### Work required
Pull out every line below that contains the word "pattern", matching case exactly.

### Listing
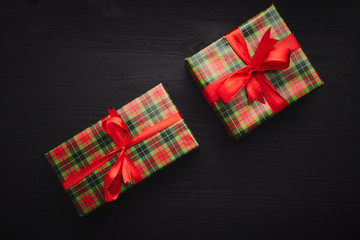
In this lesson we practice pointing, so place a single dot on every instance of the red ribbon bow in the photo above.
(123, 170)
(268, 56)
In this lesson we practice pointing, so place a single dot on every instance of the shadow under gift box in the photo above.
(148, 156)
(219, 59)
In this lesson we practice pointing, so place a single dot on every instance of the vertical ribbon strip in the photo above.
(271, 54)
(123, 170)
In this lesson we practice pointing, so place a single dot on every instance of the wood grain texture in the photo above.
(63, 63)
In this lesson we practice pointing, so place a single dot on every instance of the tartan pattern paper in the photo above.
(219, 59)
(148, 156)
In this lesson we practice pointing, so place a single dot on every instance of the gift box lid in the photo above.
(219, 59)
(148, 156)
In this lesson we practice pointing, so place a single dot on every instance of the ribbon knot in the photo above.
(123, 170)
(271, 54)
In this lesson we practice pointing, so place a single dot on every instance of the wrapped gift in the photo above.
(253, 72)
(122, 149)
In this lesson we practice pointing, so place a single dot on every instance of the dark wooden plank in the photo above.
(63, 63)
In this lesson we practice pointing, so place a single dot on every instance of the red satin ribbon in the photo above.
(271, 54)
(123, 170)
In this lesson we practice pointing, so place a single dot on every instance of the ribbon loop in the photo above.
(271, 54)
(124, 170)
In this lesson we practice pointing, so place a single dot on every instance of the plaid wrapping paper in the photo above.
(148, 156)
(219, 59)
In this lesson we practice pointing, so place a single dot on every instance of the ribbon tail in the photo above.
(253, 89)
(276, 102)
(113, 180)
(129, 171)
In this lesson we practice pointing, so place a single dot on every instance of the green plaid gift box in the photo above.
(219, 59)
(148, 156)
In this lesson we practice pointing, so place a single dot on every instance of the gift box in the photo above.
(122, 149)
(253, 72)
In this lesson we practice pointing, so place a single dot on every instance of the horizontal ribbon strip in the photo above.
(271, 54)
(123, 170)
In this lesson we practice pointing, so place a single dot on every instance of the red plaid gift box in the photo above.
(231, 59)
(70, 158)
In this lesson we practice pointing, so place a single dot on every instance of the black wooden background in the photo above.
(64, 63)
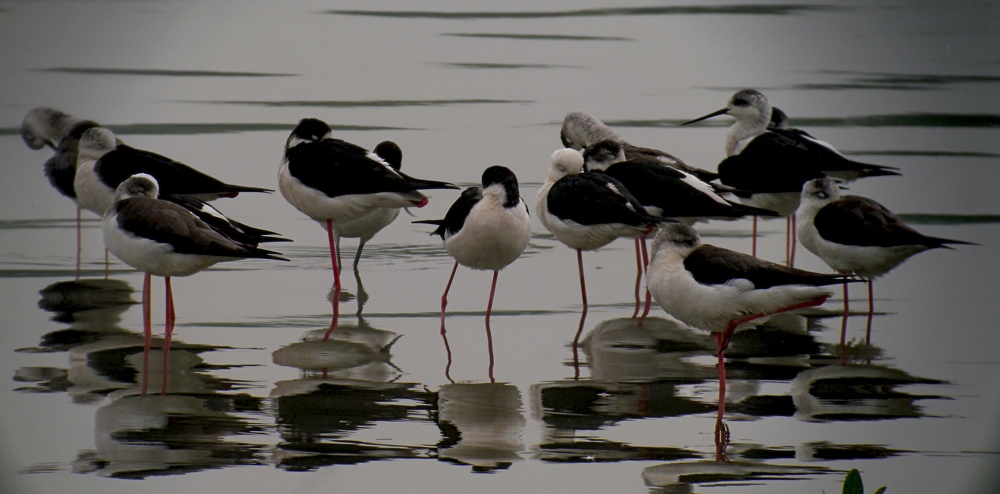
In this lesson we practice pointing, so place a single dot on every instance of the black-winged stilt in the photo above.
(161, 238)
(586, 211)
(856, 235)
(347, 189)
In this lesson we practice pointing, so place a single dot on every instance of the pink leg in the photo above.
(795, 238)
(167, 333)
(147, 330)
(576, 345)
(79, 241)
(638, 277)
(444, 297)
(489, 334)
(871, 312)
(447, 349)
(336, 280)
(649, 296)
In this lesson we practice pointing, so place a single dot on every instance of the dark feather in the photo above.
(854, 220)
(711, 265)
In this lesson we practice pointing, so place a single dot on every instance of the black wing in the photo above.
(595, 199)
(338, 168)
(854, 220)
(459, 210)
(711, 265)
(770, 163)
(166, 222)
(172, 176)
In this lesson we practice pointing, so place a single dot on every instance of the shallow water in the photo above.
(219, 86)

* * *

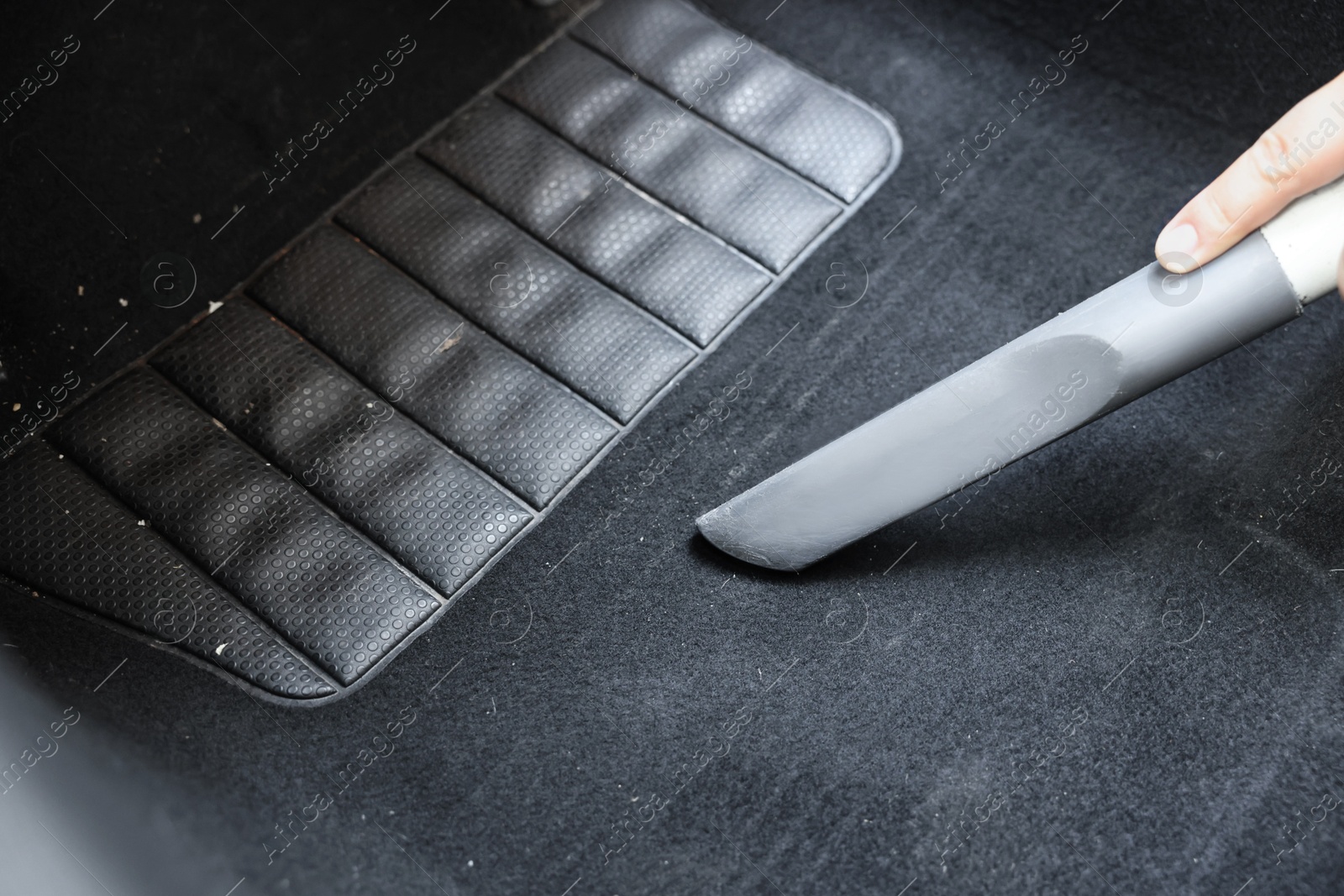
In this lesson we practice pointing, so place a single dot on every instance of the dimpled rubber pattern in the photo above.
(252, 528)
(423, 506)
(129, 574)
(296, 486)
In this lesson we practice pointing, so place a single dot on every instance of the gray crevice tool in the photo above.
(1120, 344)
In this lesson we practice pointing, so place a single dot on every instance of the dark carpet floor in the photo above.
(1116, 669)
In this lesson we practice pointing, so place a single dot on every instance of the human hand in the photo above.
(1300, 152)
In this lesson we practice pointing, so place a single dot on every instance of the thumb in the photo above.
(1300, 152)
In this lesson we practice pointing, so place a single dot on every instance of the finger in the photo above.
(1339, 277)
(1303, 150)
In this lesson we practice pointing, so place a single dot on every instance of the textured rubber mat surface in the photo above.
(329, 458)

### Response to this task
In this lesson we practice pointing, so place a single dot on every instance of the tartan pattern paper in the photo above.
In this lesson we practice pointing, so place a single dot on every instance of the dimpled rubber pattern in the photo above.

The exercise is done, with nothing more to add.